[START Text section]

Last, but never least, my thanks to Allison Hawke, Daniel Menaker, Kirsty Dunseath, and Sarah Chalfant.

A Conversation with Golum McCann and Frank McCourt

Frank McCourt: I was saddled with the quintessential miserable Irish childhood. You enjoyed the opposite, didn't you? What sort of life does a writer need these days in order to carve out a career in novels?

Colum McCann: That's where I envy you, Frank! You had something to write about from the beginning! I had to carve stories out of nothing! Seriously, though, you're right. There's advantages and disadvantages to both. I grew up in a safe, suburban Dublin household. My father didn't drink. My mother stayed at home. I remember when I came home from school at lunchtime, she would be waiting for me. She used to cut the crusts off my lettuce-and-tomato sandwiches. It was a tiny gesture, but representative. I was blessed in so many ways. They looked after us well. We ate together at the family table. We went for walks on Sunday afternoons. And we were surrounded by books. When I think about it, there were thousand of stories in our house. Of course it wasn't all simple and hunky-dory. It never can be. But it was close and it will always be home.

It's interesting to contemplate the notion that writers are not necessarily born, but that they make themselves—from the stuff of desire, of community, of the need to listen. There's never just one way to tell a story. That would be acutely boring. But for me I have no desire to write about my upbringing. Two hundred blank pages. What is it they say? Happiness writes white.

FM: You make these wild imaginative leaps. For This Side of Brightness it was a homeless man living in the subway tunnels. For Dancer it was a gay, Muslim-born ballet icon. Anyone can tell from a quick glance that you're not homeless and, let's face it, neither of us really look like dancers, so where do these stories come from?

[END Text section]
[START Recorded information]

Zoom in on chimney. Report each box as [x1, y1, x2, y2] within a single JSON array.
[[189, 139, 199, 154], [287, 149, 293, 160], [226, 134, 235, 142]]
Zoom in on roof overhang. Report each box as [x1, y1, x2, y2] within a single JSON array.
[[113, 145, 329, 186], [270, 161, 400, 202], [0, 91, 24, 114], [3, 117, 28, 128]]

[END Recorded information]

Actions to take —
- a) Rewrite the conversation from "A Conversation with" to "career in novels?", changing "Irish" to "Scottish".
- b) In the conversation, what did Colum McCann's mother cut off his sandwiches?
Work only from the conversation, not the data.

The replies —
- a)
A Conversation with Golum McCann and Frank McCourt

Frank McCourt: I was saddled with the quintessential miserable Scottish childhood. You enjoyed the opposite, didn't you? What sort of life does a writer need these days in order to carve out a career in novels?

- b) The crusts.